**TASK DETAILS**
Nothing but the lines from the one containing "I would be grateful if you could indicate the woman" through the last line should be written out, please, exactly as they stand.

**EXTRACTED DATA**
★ ★ ★ ★ ★ ★ ★

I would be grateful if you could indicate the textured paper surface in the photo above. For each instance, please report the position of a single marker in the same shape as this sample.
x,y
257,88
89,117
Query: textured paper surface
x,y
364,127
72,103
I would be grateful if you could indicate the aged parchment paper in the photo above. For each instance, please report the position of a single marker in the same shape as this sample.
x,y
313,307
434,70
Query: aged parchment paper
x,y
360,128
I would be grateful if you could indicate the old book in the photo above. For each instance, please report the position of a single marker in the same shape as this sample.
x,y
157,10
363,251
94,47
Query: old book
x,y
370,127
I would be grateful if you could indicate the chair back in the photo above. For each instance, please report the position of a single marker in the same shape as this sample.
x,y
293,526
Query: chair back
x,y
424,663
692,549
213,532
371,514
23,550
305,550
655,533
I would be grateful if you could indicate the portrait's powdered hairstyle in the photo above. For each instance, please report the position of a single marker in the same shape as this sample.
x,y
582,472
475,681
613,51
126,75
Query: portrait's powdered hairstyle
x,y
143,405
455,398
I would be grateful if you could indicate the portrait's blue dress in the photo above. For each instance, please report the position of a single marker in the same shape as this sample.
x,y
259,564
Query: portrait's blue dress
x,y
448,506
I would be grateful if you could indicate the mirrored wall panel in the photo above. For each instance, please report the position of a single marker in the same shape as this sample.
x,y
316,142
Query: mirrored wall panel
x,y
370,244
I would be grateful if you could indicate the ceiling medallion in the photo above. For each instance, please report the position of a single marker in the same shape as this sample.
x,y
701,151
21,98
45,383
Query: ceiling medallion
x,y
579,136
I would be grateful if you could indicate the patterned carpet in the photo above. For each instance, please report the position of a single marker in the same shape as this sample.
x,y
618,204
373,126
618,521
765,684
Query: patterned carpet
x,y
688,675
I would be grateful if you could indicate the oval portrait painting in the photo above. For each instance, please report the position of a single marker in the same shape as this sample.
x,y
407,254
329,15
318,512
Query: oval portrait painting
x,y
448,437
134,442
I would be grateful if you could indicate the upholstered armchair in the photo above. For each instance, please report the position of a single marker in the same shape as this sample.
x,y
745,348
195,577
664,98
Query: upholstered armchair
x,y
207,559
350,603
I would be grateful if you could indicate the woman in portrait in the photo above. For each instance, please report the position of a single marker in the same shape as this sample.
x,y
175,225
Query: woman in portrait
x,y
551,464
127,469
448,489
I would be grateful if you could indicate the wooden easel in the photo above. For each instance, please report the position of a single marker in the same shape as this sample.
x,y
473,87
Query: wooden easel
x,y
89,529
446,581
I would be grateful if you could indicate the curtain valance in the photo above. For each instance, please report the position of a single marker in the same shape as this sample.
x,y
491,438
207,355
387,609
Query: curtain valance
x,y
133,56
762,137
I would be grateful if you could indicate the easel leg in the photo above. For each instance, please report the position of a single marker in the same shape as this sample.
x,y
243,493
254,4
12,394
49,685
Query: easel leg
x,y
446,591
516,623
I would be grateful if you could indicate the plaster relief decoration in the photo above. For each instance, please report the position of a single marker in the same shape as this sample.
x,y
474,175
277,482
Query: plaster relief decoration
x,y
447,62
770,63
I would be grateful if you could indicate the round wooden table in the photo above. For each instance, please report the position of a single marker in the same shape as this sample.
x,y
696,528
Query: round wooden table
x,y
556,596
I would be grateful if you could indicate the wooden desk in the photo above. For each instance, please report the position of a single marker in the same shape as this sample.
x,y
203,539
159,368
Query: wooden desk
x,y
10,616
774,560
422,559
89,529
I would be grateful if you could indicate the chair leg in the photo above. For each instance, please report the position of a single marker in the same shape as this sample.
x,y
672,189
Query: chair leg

★ ★ ★ ★ ★ ★ ★

**EXPECTED ANSWER**
I would be grateful if you could indicate the woman in portrait in the photo above. For each instance, please report the position of a single marker in the same shape as this sample.
x,y
175,225
Query: woman in portrait
x,y
551,464
127,469
448,489
I would be grateful if you could indicate the wooden easel in the photo above. For each instance, please report the position of a single marker in the same shape as this sample.
x,y
473,87
Query: wooden easel
x,y
89,529
446,581
I would be grateful if you could indicate the curtain valance in the photo above. For each instance, please report the position of a single marker in the same shape as this sample.
x,y
491,438
207,355
387,609
Query: curtain valance
x,y
133,56
762,137
I would be grateful if you could indicate the easel leg in the photo above. For each instance, please report the position of a single marker in the same shape as this sample.
x,y
243,493
254,4
12,394
49,685
Query: easel leg
x,y
446,591
516,623
I would be grateful if you could indicate the plaster relief decoration in the photo above. For each instance, please report the position of a single marker in the same shape as this sample.
x,y
474,175
277,482
Query: plaster relief decoration
x,y
447,62
770,63
I would be grateful if you could indicate the round wooden table in the photo above. For each instance, please report the position of a single marker in the same shape as this sample.
x,y
696,528
Query: round wooden table
x,y
556,596
I would be grateful if you could indicate the wooden desk in the photo above. For each instance, please report the position of a single marker in the same shape as this sample.
x,y
203,539
159,368
Query: wooden desk
x,y
10,616
774,560
422,559
89,529
I would be grateful if you could indicate the chair leg in the photo above. For each instance, please report the position of a single marker in the same shape as this sample.
x,y
672,189
Query: chair leg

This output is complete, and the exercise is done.